Written exercise » Without the images, write out the whole listing exactly.

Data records
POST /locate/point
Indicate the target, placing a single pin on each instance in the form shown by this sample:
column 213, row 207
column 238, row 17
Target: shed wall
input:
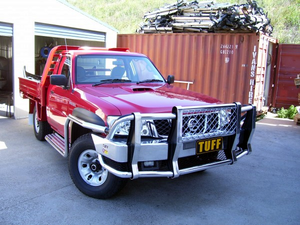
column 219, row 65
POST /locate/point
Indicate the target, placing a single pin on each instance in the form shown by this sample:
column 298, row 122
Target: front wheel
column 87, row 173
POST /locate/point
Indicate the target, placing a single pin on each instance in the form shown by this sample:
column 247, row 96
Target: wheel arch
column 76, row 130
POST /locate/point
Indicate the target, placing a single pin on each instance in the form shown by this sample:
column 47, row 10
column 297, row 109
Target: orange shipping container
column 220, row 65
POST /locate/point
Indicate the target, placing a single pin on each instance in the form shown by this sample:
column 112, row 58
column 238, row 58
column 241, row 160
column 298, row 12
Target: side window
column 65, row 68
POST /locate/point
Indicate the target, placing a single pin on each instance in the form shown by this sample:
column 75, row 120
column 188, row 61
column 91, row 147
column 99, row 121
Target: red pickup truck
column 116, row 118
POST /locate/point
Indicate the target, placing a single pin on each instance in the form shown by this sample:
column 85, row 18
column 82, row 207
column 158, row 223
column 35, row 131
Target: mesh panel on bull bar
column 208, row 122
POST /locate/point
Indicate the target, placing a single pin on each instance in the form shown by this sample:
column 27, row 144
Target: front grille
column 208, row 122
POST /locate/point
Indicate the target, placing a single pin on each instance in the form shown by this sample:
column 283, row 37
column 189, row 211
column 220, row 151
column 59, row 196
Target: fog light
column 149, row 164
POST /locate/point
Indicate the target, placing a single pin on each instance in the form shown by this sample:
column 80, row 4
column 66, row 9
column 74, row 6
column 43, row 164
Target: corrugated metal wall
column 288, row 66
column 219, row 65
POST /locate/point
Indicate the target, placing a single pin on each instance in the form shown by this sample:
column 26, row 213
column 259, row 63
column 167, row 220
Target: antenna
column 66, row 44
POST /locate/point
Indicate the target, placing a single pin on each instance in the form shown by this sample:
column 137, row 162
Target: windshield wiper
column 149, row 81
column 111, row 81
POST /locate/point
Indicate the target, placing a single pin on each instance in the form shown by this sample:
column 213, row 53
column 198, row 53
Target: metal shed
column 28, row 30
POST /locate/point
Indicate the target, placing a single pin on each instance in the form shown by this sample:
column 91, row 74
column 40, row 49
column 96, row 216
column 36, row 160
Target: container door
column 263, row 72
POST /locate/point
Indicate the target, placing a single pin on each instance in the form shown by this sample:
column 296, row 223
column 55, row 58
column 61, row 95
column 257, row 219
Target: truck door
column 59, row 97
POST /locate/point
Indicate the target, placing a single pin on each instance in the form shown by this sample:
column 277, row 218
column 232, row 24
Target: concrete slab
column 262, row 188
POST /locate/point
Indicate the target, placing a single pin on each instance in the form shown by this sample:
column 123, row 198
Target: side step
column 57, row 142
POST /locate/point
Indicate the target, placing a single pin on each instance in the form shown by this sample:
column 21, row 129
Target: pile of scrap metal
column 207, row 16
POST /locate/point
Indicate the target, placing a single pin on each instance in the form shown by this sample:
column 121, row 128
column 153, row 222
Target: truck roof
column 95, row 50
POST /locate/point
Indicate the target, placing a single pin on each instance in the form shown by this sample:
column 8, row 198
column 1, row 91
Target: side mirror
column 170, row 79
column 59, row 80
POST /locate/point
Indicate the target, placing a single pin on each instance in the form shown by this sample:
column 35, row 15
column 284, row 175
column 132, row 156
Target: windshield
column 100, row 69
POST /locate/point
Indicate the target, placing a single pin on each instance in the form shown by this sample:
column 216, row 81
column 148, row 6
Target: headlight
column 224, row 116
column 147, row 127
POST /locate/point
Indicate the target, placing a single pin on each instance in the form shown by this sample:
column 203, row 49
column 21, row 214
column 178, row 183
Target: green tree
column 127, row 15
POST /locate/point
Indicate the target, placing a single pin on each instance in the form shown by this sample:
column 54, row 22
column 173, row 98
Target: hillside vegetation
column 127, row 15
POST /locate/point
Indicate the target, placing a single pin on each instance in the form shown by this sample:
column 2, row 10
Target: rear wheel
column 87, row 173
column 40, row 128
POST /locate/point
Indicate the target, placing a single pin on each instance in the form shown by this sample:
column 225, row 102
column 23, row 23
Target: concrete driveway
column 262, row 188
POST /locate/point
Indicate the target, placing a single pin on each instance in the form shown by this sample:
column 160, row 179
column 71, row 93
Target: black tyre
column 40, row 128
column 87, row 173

Answer for this exercise »
POST /locate/point
Indicate the target, placing a single pin on each instance in the form shown by this sample:
column 213, row 207
column 238, row 17
Target: shed wall
input:
column 219, row 65
POST /locate/point
Indicate the target, placing a single pin on each instance in the form shown by this sample:
column 298, row 122
Target: front wheel
column 87, row 173
POST /locate/point
Indicate the target, placing a single pin on each instance in the form shown by this sample:
column 247, row 96
Target: wheel arch
column 76, row 130
POST /locate/point
Indicate the target, placing a single pin on each instance in the form shown by this sample:
column 47, row 10
column 297, row 109
Target: orange shipping container
column 220, row 65
POST /locate/point
Indicate the target, placing a single pin on each instance in the form shown by this sample:
column 112, row 58
column 238, row 58
column 241, row 160
column 298, row 12
Target: side window
column 65, row 68
POST /locate/point
Indicate the target, placing a single pin on each instance in the form shown by this sample:
column 75, row 120
column 188, row 61
column 91, row 147
column 99, row 121
Target: red pickup truck
column 116, row 118
POST /locate/point
Indicate the target, placing a single pin on each instance in the form shown by this sample:
column 85, row 18
column 82, row 207
column 158, row 223
column 35, row 131
Target: mesh panel on bull bar
column 208, row 122
POST /locate/point
Indicate the target, placing a single pin on each instance in the form shown by this sample:
column 27, row 144
Target: front grille
column 208, row 122
POST /locate/point
Indicate the target, placing a single pin on each instance in the form shown by this sample:
column 283, row 37
column 189, row 211
column 220, row 151
column 59, row 196
Target: fog light
column 149, row 164
POST /locate/point
Indicate the target, placing a single pin on each instance in the form shown by this sample:
column 80, row 4
column 66, row 9
column 74, row 6
column 43, row 164
Target: corrugated metal wall
column 288, row 66
column 219, row 65
POST /locate/point
Indicate the target, placing a single pin on each instance in the form shown by this sample:
column 26, row 213
column 259, row 63
column 167, row 220
Target: antenna
column 66, row 44
POST /locate/point
Indicate the target, placing a single pin on each instance in the form shown by this sample:
column 137, row 162
Target: windshield wiper
column 149, row 81
column 111, row 81
POST /locate/point
Indicate the target, placing a single pin on each instance in the form shown by this sample:
column 213, row 53
column 198, row 53
Target: metal shed
column 28, row 30
POST /locate/point
Indicate the target, placing a single pin on each instance in the form shown by this sample:
column 91, row 74
column 40, row 49
column 96, row 216
column 36, row 160
Target: container door
column 263, row 72
POST /locate/point
Indicate the target, placing a single pin on each instance in the form shown by this sample:
column 296, row 223
column 55, row 58
column 61, row 95
column 257, row 219
Target: truck door
column 59, row 97
POST /locate/point
Indicate the target, placing a single pin on each instance in the form shown by this sample:
column 277, row 218
column 232, row 24
Target: concrete slab
column 262, row 188
POST /locate/point
Indicate the target, placing a single pin on each instance in the form shown by this sample:
column 123, row 198
Target: side step
column 57, row 142
POST /locate/point
Indicate the target, placing a single pin on each instance in the form shown by this sample:
column 21, row 129
Target: pile of scrap metal
column 207, row 16
POST /locate/point
Indicate the target, placing a single pin on each instance in the form shown by this sample:
column 121, row 128
column 153, row 222
Target: truck roof
column 95, row 50
POST /locate/point
Indicate the target, placing a single pin on each instance in the form shown by this sample:
column 8, row 198
column 1, row 91
Target: side mirror
column 170, row 79
column 59, row 80
POST /locate/point
Indicate the target, placing a single pin on each instance in the form shown by this sample:
column 35, row 15
column 284, row 175
column 132, row 156
Target: windshield
column 100, row 69
POST /locate/point
Indicate the target, placing a single pin on each instance in the form shown by this sample:
column 216, row 81
column 148, row 6
Target: headlight
column 224, row 116
column 147, row 127
POST /locate/point
Indicate the target, placing a single pin on each instance in the form shown by this sample:
column 203, row 49
column 21, row 214
column 178, row 183
Target: green tree
column 127, row 15
POST /locate/point
Indicate the target, placing a single pin on each instance in the form shown by this sample:
column 54, row 22
column 173, row 98
Target: hillside vegetation
column 127, row 15
POST /locate/point
Indicate the target, placing a single pin on each instance in the form shown by this sample:
column 2, row 10
Target: rear wheel
column 87, row 173
column 40, row 128
POST /locate/point
Indicate the target, placing a single pin on each instance in the form shown by this sample:
column 225, row 102
column 23, row 23
Target: concrete driveway
column 262, row 188
POST /locate/point
Indicate the target, placing a single pin on each instance in the form shown by this sample:
column 160, row 179
column 71, row 93
Target: black tyre
column 40, row 128
column 87, row 173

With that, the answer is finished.